* **Document text**:
───

Hope this gives you a few ideas.

geo


----------



## Paquebot (May 10, 2002)

The only way to get organic matter and nutrients into the soil is to put it there. It ain't going anywhere sitting on top of the soil and plant roots won't grow upwards to search for it. For the past 7 years, my gardens have been plowed as deep as a plow can be set to go. That has incorporated organic matter into the soil to nearly a foot deep. Once during that period a subsoil plow was used to break up the soil nearly 3' deep. It's almost pure prairie silt and that's the only way that it can be handled.

Martin


----------



## camp10 (Nov 13, 2010)

I mulch in the fall with shredded leaves. I till them under in the spring. 

And, if the weeds get out of control, I've been known to bring out the tiller during the summer. The first job of my garden is to feed the family (both fresh and preserving). I've got 3500 square feet to tend to. Sometimes I need a little help from the machines.

───

* **Work instructions**: Reproduce the garden-soil discussion verbatim, starting with "## Paquebot (May" and going on through "in the spring.".

* **Information given**:
───

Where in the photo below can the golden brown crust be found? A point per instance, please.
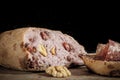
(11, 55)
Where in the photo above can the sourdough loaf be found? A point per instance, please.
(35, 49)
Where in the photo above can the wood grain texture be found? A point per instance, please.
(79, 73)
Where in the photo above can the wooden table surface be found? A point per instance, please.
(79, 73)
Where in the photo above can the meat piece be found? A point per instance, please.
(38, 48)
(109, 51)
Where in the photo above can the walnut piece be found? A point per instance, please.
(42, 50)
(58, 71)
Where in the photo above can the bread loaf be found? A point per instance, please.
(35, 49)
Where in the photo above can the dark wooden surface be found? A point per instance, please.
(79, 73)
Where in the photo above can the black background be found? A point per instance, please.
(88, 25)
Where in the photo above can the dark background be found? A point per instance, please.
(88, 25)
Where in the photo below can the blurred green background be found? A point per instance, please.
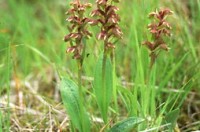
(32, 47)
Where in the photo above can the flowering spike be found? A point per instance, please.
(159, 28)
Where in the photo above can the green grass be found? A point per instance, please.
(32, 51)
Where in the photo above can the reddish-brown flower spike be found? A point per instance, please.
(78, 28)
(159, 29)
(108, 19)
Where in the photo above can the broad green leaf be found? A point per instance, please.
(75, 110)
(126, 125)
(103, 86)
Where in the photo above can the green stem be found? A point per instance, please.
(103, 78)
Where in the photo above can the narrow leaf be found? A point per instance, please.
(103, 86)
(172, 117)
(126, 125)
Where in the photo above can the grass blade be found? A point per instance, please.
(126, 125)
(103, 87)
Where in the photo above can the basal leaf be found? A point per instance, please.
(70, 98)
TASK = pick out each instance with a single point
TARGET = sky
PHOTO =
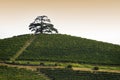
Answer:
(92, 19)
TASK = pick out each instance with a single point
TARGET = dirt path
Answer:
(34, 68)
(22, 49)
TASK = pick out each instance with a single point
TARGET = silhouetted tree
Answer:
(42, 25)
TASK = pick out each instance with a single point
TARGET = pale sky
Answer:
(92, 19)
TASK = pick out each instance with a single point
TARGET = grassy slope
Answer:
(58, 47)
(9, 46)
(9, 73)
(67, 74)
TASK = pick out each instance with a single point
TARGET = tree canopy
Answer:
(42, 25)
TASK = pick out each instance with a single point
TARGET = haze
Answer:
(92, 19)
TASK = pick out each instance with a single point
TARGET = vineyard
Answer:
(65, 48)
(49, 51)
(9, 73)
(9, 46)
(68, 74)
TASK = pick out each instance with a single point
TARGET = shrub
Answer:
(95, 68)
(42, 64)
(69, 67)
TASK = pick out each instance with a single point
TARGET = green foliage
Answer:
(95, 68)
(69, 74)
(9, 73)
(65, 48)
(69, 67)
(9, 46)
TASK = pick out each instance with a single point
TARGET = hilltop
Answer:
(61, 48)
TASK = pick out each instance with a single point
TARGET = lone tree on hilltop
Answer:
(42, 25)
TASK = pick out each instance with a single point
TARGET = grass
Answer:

───

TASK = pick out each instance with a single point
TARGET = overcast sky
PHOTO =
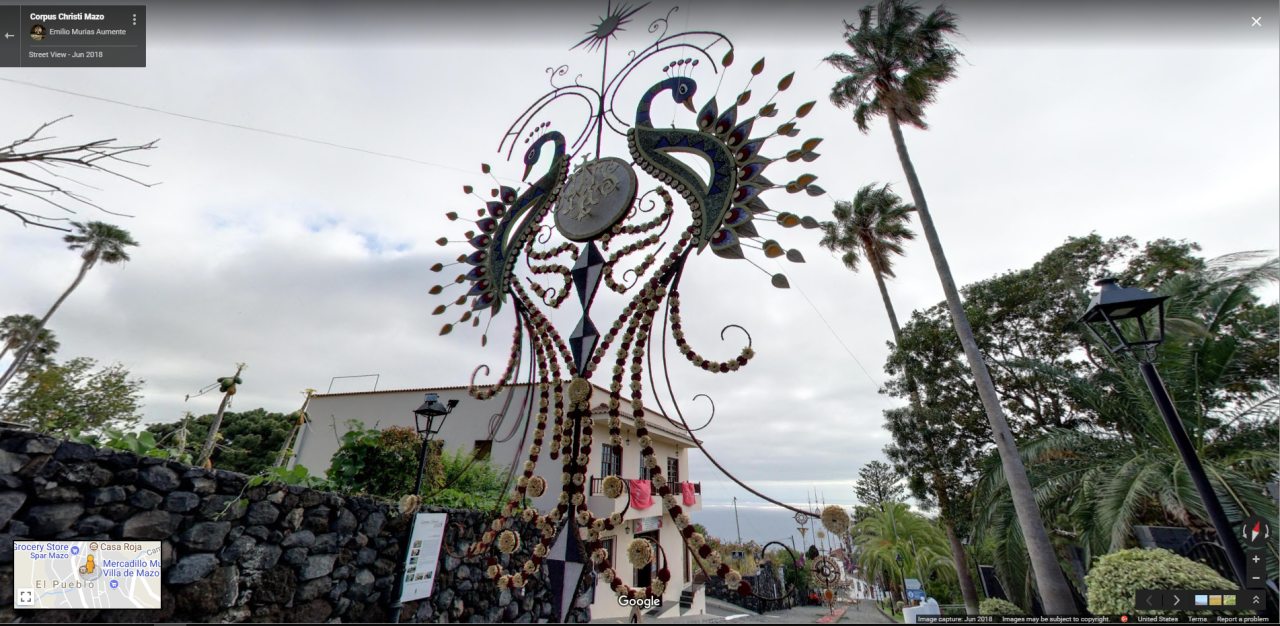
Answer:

───

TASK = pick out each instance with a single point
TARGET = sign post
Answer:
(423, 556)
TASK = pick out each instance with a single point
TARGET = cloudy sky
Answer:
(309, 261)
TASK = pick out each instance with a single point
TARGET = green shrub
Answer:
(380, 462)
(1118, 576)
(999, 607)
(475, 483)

───

* **Result**:
## Paquebot (May 10, 2002)

The only way to get organic matter and nutrients into the soil is to put it there. It ain't going anywhere sitting on top of the soil and plant roots won't grow upwards to search for it. For the past 7 years, my gardens have been plowed as deep as a plow can be set to go. That has incorporated organic matter into the soil to nearly a foot deep. Once during that period a subsoil plow was used to break up the soil nearly 3' deep. It's almost pure prairie silt and that's the only way that it can be handled.

Martin


----------



## camp10 (Nov 13, 2010)

I mulch in the fall with shredded leaves. I till them under in the spring.